TO DO » Check each line of the listing for the string "tinted", then state how many lines have it. Only the number is wanted.

SOURCE RECORDS »
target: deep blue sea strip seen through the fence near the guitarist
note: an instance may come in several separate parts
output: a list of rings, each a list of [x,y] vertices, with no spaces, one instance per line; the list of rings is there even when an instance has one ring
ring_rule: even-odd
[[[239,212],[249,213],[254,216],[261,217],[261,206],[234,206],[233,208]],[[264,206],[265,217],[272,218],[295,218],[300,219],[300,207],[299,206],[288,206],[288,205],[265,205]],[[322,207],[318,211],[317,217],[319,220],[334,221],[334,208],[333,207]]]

* * *

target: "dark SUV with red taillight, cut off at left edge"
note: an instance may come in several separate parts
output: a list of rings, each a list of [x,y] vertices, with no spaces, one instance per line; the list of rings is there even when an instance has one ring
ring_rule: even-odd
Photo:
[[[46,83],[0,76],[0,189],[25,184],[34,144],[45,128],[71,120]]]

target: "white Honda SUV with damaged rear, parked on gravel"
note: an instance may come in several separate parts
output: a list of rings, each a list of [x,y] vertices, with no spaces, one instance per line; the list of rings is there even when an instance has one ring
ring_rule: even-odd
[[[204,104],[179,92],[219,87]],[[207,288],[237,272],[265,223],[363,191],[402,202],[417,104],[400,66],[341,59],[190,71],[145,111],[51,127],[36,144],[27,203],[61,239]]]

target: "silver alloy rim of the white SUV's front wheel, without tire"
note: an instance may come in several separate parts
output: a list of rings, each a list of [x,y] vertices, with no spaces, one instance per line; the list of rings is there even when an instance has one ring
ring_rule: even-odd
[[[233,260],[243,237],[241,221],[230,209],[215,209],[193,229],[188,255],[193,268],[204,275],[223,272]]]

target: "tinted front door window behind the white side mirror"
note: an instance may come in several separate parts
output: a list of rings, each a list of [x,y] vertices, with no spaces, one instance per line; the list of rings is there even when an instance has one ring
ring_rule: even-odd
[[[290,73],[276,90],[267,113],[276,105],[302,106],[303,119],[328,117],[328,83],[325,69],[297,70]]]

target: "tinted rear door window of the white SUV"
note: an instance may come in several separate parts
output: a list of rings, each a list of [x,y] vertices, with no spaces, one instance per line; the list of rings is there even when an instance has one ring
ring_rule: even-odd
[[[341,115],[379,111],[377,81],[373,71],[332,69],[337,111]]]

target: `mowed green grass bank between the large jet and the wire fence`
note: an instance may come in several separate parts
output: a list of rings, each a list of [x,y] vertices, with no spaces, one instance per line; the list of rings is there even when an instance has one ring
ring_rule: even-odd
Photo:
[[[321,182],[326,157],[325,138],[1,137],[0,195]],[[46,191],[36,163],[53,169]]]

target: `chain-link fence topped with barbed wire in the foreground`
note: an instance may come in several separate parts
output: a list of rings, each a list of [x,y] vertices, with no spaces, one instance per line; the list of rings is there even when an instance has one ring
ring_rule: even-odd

SOLVED PROBLEM » 2